#### Goal
Please copy out only the stretch from the line containing "Where can the roof eave" through the line containing "(1175, 819)", replacing "report the position of each" with "give the location of each" and leaving everything else unchanged.
────────────────────────────────────────
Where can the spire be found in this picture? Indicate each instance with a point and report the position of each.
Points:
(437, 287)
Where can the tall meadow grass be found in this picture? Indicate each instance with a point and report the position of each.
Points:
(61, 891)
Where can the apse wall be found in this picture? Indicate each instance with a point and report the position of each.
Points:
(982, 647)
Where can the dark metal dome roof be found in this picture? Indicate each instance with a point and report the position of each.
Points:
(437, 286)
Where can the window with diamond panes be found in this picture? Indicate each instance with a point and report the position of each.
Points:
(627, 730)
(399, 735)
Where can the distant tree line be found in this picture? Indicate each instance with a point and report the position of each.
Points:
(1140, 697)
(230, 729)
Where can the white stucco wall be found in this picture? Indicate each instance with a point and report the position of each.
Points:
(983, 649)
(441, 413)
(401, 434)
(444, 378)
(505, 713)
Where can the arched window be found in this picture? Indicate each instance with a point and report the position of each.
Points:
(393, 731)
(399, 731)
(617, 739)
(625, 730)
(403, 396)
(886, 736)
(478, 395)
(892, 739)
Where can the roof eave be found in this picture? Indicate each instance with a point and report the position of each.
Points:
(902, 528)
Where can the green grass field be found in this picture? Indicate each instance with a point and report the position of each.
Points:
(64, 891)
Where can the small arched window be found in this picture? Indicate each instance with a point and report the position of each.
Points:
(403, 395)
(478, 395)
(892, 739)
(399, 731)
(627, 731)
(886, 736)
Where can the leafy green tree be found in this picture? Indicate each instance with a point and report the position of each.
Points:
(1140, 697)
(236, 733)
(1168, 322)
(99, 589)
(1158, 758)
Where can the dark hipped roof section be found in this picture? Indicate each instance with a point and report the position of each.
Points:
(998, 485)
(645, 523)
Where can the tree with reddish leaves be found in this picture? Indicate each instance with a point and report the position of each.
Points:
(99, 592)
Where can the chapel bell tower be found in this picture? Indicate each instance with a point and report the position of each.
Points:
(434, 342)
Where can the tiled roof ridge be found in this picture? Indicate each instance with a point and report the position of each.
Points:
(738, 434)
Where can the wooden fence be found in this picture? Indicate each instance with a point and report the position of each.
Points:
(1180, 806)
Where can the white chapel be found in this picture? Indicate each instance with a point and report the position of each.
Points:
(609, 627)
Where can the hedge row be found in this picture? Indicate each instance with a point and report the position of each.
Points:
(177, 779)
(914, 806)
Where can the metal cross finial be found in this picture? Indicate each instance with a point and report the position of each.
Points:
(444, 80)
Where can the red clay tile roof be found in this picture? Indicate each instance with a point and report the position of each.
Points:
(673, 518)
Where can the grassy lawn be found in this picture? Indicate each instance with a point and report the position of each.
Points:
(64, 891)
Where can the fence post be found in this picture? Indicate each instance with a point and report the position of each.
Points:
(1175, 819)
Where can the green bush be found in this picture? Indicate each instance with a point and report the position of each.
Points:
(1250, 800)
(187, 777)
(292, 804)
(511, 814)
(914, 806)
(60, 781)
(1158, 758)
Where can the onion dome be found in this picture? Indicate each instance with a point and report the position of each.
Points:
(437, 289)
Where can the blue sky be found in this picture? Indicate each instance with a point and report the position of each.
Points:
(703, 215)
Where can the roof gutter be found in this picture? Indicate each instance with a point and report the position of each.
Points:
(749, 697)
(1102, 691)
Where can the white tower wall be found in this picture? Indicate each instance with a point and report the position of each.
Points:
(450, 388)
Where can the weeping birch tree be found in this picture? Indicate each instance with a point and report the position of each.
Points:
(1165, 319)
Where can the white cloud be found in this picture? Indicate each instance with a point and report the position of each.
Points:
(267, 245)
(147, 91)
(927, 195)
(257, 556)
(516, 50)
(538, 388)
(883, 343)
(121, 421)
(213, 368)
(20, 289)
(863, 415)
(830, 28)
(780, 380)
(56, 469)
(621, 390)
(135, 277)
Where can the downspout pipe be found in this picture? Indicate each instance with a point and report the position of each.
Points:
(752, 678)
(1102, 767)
────────────────────────────────────────
#### Exercise answer
Where can the roof eave be found in this picture? Indicate each instance with a point and give the location of each.
Points:
(902, 528)
Where can the green grass field be found in this picture? Indicate each instance with a point and give the location of each.
Points:
(64, 891)
Where can the small arched window be found in this picture? Indicate each instance with a point and give the location of each.
Points:
(403, 395)
(478, 395)
(892, 739)
(399, 731)
(627, 731)
(886, 736)
Where can the leafy green tree be found in this picture? Indicate each instance with a point and give the location of each.
Points:
(1140, 697)
(236, 733)
(1168, 322)
(99, 589)
(1158, 758)
Where can the dark hipped roof section be found in this picture? Indicate each instance with a point and give the location of each.
Points:
(998, 485)
(645, 523)
Where can the tree with reddish leaves be found in this picture? Indicate each instance with a point and give the location of each.
Points:
(99, 592)
Where can the chapel bell tower be found in this picture? Indicate each instance with a point and give the location of each.
Points:
(434, 342)
Where can the tiled roof ridge be found in this picture? Indicate each instance with a point and give the location of each.
Points:
(738, 434)
Where can the wooden fence be found in this picture? Indicate each instance with a point and give the location of each.
Points:
(1180, 806)
Where can the white chapel be found in this picture? Indicate each instance with a point and give the location of each.
Points:
(609, 627)
Where can the hedge row be found in this picture? Indicate each instance with a point and give the location of each.
Points:
(177, 779)
(914, 806)
Where can the metal cross finial be found in this picture? Indicate each instance with a point and give the location of each.
Points:
(444, 80)
Where can the red clay tile roof be found in this picture? Indicate each instance with a point and give the location of each.
Points:
(673, 518)
Where can the grassy lawn be found in this picture? Indicate each instance with a point and give the location of each.
Points:
(64, 891)
Where can the fence post be found in this picture? Indicate each instance with a point and give the location of each.
Points:
(1175, 819)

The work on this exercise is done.